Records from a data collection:
- - - - - - -

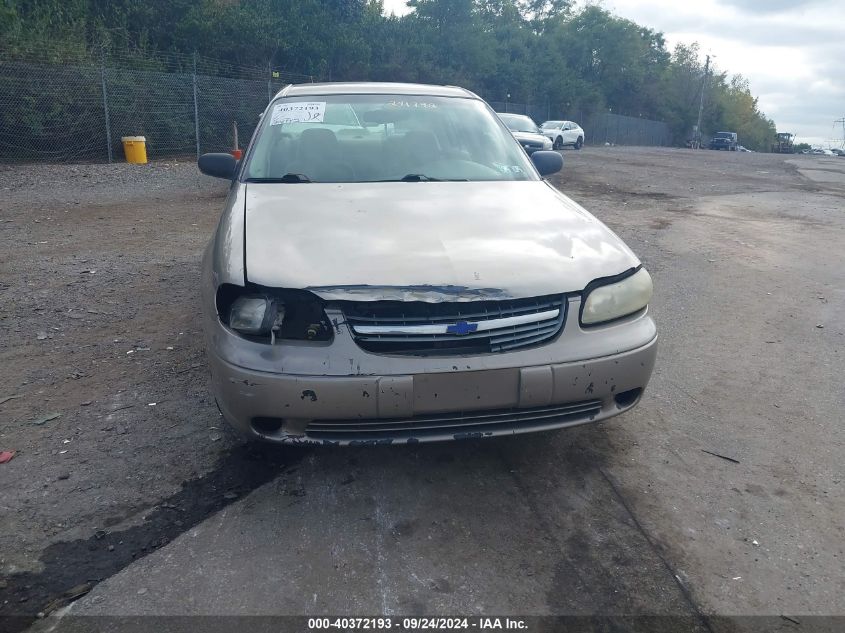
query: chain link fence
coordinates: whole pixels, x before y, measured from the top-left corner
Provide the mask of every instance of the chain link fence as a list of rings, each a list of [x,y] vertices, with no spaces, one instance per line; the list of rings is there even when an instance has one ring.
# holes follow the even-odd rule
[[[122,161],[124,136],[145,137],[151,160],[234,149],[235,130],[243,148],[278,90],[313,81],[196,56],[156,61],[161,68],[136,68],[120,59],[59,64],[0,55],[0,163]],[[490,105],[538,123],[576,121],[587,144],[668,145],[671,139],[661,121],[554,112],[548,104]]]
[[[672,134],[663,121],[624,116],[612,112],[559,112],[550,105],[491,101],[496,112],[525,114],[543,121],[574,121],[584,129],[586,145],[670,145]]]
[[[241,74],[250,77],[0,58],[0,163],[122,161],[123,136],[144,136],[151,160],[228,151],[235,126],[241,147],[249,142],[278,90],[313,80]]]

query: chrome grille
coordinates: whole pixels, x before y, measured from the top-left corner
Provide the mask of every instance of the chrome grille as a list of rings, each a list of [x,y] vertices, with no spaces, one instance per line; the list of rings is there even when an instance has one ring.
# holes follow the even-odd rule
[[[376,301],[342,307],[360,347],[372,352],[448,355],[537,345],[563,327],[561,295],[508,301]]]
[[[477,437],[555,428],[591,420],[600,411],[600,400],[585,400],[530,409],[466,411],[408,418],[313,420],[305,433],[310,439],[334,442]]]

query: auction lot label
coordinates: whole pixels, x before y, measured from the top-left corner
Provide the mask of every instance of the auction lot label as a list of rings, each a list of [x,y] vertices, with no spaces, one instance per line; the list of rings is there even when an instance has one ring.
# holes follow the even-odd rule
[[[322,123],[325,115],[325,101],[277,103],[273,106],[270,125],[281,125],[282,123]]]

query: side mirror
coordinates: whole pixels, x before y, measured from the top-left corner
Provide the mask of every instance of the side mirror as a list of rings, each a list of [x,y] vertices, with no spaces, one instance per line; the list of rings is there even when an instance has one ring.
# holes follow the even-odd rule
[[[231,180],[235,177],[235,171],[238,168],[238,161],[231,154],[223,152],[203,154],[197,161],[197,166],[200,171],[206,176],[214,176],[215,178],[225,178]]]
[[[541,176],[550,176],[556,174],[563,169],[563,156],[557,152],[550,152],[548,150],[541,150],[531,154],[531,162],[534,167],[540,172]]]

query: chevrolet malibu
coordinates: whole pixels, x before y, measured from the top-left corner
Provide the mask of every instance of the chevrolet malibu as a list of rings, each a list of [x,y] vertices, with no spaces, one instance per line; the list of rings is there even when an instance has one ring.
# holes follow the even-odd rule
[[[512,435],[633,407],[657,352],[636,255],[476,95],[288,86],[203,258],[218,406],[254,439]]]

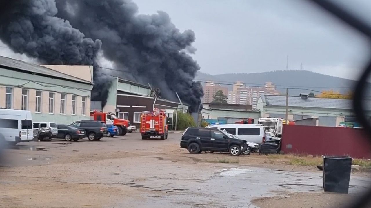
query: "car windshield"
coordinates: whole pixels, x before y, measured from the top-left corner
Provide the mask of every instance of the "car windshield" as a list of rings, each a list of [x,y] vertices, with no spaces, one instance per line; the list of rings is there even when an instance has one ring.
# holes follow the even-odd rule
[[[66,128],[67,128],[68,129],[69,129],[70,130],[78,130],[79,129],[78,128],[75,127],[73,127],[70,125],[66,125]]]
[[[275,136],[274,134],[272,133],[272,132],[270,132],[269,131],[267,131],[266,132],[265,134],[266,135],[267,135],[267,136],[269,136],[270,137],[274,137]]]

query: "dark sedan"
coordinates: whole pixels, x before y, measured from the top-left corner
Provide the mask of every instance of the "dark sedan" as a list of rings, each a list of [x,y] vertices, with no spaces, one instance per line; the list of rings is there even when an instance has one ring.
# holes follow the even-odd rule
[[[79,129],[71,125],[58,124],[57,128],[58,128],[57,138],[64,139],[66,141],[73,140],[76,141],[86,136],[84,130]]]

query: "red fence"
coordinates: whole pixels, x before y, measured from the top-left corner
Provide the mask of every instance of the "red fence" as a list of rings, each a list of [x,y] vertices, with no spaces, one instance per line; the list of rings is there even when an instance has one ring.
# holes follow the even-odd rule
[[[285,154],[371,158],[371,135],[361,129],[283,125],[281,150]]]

- - - - - - -

_Description of the task:_
All preceding records should be duplicated verbatim, images excepted.

_Response:_
query: chain link fence
coordinates: whole pixels, x before y, measured from the top-left corner
Provide the mask of every instance of the chain link fence as a list of rings, each a list of [x,y] vertices, with no spaces, one instance per line; the list of rings is there even when an instance has one ring.
# holes follow the even-odd rule
[[[122,161],[124,136],[145,137],[151,160],[234,149],[235,130],[243,148],[278,90],[313,81],[196,56],[156,61],[161,68],[136,68],[120,59],[59,64],[0,55],[0,163]],[[490,105],[538,123],[576,121],[587,144],[668,145],[671,139],[661,121],[554,112],[548,104]]]
[[[672,134],[663,121],[624,116],[612,112],[559,112],[550,105],[491,101],[496,112],[525,114],[543,121],[574,121],[584,129],[586,145],[670,145]]]
[[[241,74],[250,77],[0,58],[0,163],[122,161],[123,136],[144,136],[151,160],[228,151],[235,126],[241,147],[249,142],[278,90],[313,80]]]

query: chrome grille
coordinates: whole pixels, x before y, measured from the top-left corner
Provide the mask of every instance of the chrome grille as a list of rings, each a list of [x,y] vertices, with no spaces, one instance per line; the list of rings is there even when an instance has one ring.
# holes follow the even-odd rule
[[[376,301],[342,307],[360,347],[372,352],[448,355],[537,345],[563,327],[561,295],[508,301]]]
[[[477,437],[555,428],[591,420],[600,411],[600,400],[585,400],[530,409],[466,411],[408,418],[313,420],[305,433],[310,439],[334,442]]]

query: auction lot label
coordinates: whole pixels, x before y, measured from the top-left corner
Provide the mask of every instance of the auction lot label as a list of rings, each a list of [x,y] vertices, with no spaces, one instance per line; the list of rings is there even when an instance has one ring.
# holes follow the even-odd rule
[[[322,123],[325,115],[325,101],[277,103],[273,106],[270,125],[281,125],[282,123]]]

query: side mirror
coordinates: whole pixels, x before y, measured from the top-left corner
Provide the mask of every instance of the side mirror as a list of rings, each a list of [x,y] vertices, with no spaces, one instance per line; the list of rings is there even when an instance has one ring.
# holes follow the even-odd rule
[[[231,180],[235,177],[235,171],[238,168],[238,161],[231,154],[223,152],[203,154],[197,161],[197,166],[200,171],[206,176],[214,176],[215,178],[225,178]]]
[[[541,176],[550,176],[556,174],[563,169],[563,156],[557,152],[550,152],[548,150],[541,150],[531,154],[531,162],[534,167],[540,172]]]

query: chevrolet malibu
coordinates: whole pixels, x before y, measured from the top-left corner
Provide the mask of every instance of the chevrolet malibu as a list of rings, each a list of [x,y] vertices, with no spaces, one instance per line; the list of rings is there even when an instance has one ring.
# holes follow the even-odd rule
[[[512,435],[633,407],[657,352],[636,255],[476,95],[288,86],[203,258],[218,406],[254,439]]]

query: "car windshield"
coordinates: whole pixels, x before y, measured from the top-left corner
Provide the mask of every instance of the "car windshield" as a list of rings, each a list of [x,y] vertices, with no spaces, one instance per line; the list of rings is there even when an instance has one ring.
# holes follow the even-odd rule
[[[66,128],[67,128],[68,129],[69,129],[70,130],[78,130],[79,129],[78,128],[75,127],[73,127],[70,125],[66,125]]]
[[[275,136],[274,134],[272,133],[272,132],[270,132],[269,131],[267,131],[266,132],[265,134],[266,135],[267,135],[267,136],[269,136],[270,137],[274,137]]]

query: "dark sedan"
coordinates: whole pixels, x before y, measured from the top-left corner
Provide the mask of every instance of the "dark sedan" as a list of rings, each a list of [x,y] vertices, with no spaces, one instance per line; the list of rings is there even when an instance has one ring.
# holes follow the even-odd rule
[[[79,129],[71,125],[58,124],[57,128],[58,128],[57,138],[64,139],[66,141],[73,140],[76,141],[86,136],[84,130]]]

query: "red fence"
coordinates: whole pixels, x before y, measured from the top-left corner
Provide the mask of every instance of the "red fence" as a list of rings, each a list of [x,y] vertices, with no spaces, one instance per line; the list of rings is there even when an instance has one ring.
# holes follow the even-odd rule
[[[285,154],[371,158],[371,135],[361,129],[283,125],[281,150]]]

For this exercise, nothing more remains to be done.